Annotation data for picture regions
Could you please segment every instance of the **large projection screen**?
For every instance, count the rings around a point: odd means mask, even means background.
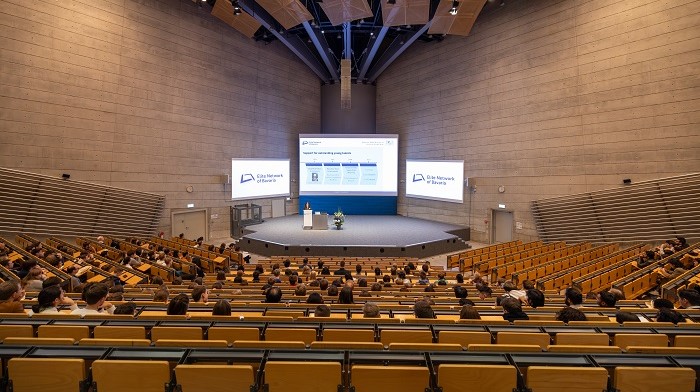
[[[407,159],[406,197],[464,202],[464,161]]]
[[[289,196],[289,159],[231,159],[231,199]]]
[[[299,135],[299,195],[396,196],[398,135]]]

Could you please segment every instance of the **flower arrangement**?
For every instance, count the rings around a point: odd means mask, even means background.
[[[333,213],[333,224],[335,224],[335,228],[340,230],[340,226],[343,225],[345,222],[345,214],[343,214],[343,211],[338,208],[338,211]]]

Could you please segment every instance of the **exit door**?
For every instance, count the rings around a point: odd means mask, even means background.
[[[170,215],[172,222],[172,235],[177,237],[184,234],[185,238],[194,240],[199,237],[209,238],[209,225],[207,224],[207,210],[181,210],[173,211]]]
[[[492,243],[513,241],[513,212],[492,210]]]

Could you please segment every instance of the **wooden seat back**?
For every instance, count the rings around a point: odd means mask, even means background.
[[[497,344],[536,344],[542,348],[547,348],[550,343],[548,333],[528,333],[528,332],[499,332],[496,335]]]
[[[610,337],[605,333],[560,332],[554,336],[554,344],[607,346],[610,344]]]
[[[518,377],[512,365],[442,364],[437,382],[443,392],[461,392],[469,385],[478,386],[480,392],[513,392]]]
[[[324,328],[324,342],[374,342],[373,329]]]
[[[160,339],[185,339],[201,340],[202,328],[200,327],[153,327],[151,328],[151,340],[157,342]]]
[[[429,330],[385,329],[381,333],[380,341],[385,346],[390,343],[432,343],[433,333]]]
[[[628,346],[668,347],[668,336],[651,333],[618,333],[613,337],[613,345],[623,349],[626,349]]]
[[[355,392],[425,392],[430,372],[422,366],[353,365],[350,384]]]
[[[146,328],[98,325],[92,334],[98,339],[146,339]]]
[[[78,341],[90,337],[87,325],[40,325],[40,338],[71,338]]]
[[[300,374],[312,376],[299,379]],[[265,365],[269,392],[337,391],[342,384],[339,362],[269,361]]]
[[[148,339],[84,338],[80,339],[78,345],[103,347],[148,347],[151,345],[151,341]]]
[[[311,342],[311,348],[321,350],[384,350],[384,345],[380,342],[327,342],[324,340]]]
[[[267,328],[265,340],[299,341],[308,346],[316,340],[316,330],[310,328]]]
[[[166,361],[98,359],[92,363],[92,380],[100,392],[163,392],[170,383]]]
[[[12,358],[8,377],[16,392],[75,392],[85,381],[85,361],[76,358]]]
[[[602,392],[608,388],[608,371],[574,366],[530,366],[527,387],[532,392]]]
[[[249,391],[255,384],[250,365],[177,365],[175,379],[182,392]]]
[[[457,343],[467,348],[470,344],[491,344],[491,334],[489,332],[440,331],[438,342]]]
[[[260,340],[257,328],[211,327],[207,330],[209,340],[225,340],[232,344],[236,340]]]
[[[8,337],[32,338],[34,327],[31,325],[0,325],[0,341]]]
[[[695,377],[690,368],[618,366],[613,384],[618,392],[690,392],[695,390]]]

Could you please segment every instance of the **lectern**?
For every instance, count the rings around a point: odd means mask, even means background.
[[[304,210],[304,230],[311,230],[313,227],[313,211]]]

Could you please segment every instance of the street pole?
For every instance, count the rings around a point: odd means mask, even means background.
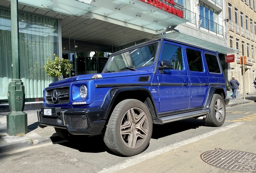
[[[7,133],[10,136],[27,133],[27,115],[23,111],[25,87],[20,79],[18,0],[11,0],[12,80],[8,87],[10,112],[6,115]]]
[[[243,84],[244,85],[244,100],[245,100],[245,81],[244,79],[244,74],[245,74],[245,71],[244,70],[244,56],[242,60],[243,62]]]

■ Exercise ■
Starting at the line that contains "Could you please segment every instance of the street" and continuing through the end of the material, write those lines out again, requests included, with every polygon coordinate multiplied by 2.55 and rounded to a whole number, halves rounded up. Leave the pictures out.

■ Solution to this exercise ■
Could you please segment every instance of the street pole?
For every instance, count the rings around a point: odd means mask, even means background.
[[[18,339],[26,347],[69,339],[69,293],[59,283],[64,222],[51,201],[46,0],[28,0],[31,204],[20,222],[26,286],[15,293]]]
[[[620,214],[622,217],[622,255],[625,255],[625,207],[622,201],[622,189],[625,189],[625,181],[622,179],[622,143],[617,153],[620,158]]]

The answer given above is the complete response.